Tuesday 20 January 2015

A Little Honesty?

You may prefer this one as it's a bit more "downhome", or, on the other hand you may not like it because it hits a bit too close to home. Either way, best ask yourself why.

Right. So I waffled on about making assumptions about people, and about getting offended.

You know what pisses me right off? People who, when taking offence, come back with "You don't know me." It often goes along with a whiny tone, and can be followed by some long list of tragic things in their life that have caused them to take offence easily.

I have met far too many people whose lives really are a story of a series of unfortunate events, with no hope of it improving either, and yet are cheerful and positive and kind and funny, for this "poor me" and "I'm misunderstood" rubbish to have any effect on me whatsoever.

If somebody starts with the "You don't know what it's like to be me..." or similar I am turned off. I can be very sympathetic to people in all sorts of sutuations, even if their bad luck is their own damn fault, but I can't be done with the "nobody understands me" thing. So there's that.

We all get misunderstood, this is normal. No, nobody understands you. They are not you. This applies to absolutely everyone. What's more, no matter how hard we try, we will never really understand one another, because we can't get inside each other's heads. So live with it.

What we can do is care. That's all that really matters. You don't have to understand to care.

○ ○ ○ ○ ○ ○ ○

_Required work_.
- 1) In the post on taking offence, what remark from people who take offence does the writer say is often delivered in a whiny tone?
- 2) According to the post on taking offence, why do complaints of "poor me" and "I'm misunderstood" have no effect on the writer?
- 3) Carry on writing the post on taking offence, beginning right after its final sentence.
The data placed after this point comes from a separate source and has no connection to the post on taking offence.

_Given material_.
○ ○ ○ ○ ○ ○ ○

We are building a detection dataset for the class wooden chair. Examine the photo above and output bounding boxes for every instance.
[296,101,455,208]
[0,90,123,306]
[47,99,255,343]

○ ○ ○ ○ ○ ○ ○

_Exercise answers_.
- 1) The remark is "You don't know me."

- 2) The writer has met far too many people whose lives are a series of unfortunate events with no hope of improvement. Those people nonetheless remain cheerful, positive, kind and funny. Against that experience, such complaints carry no weight.

- 3)
I'm sure you've heard "I don't understand his lifestyle." Well, it's not your lifestyle so it's none of your business anyway.

Anyway, I confess to being mischievous. I'm not even asahmed of it, how about that, tsk. People often misunderstand me and I love it. I suppose it's a bit perverse, but there it is. I love it when I meet people and they totally get me wrong.

I turn 53 soon (gawd, how did that happen) and depending on which way the wind is blowing and other variables, sometimes I come across as a regular 53-year-old woman, (whatever that is) and sometimes I don't. Sometimes I comes across as gentle and harmless, and sometimes I come across as feisty and edgy. Sometimes people think I'm very dull, and sometimes they think I'm dangerous. Sometimes they think I'm wise and sometimes they think I'm an idiot. And none of them are wrong.

It's not that I'm complex, far from it. That's another one I can't stand "I'm very complex". Oh, get you, trying to make yourself sound fascinating. I am incredibly, boringly, not complex, and that's a fact. I've been called inscrutable, which is bollocks. People are just looking for something more, something deeper, that isn't there. This is it. This is all there is.

And nobody understands me. You won't hear any "BOOHOO" added to that because it's funny being misunderstood.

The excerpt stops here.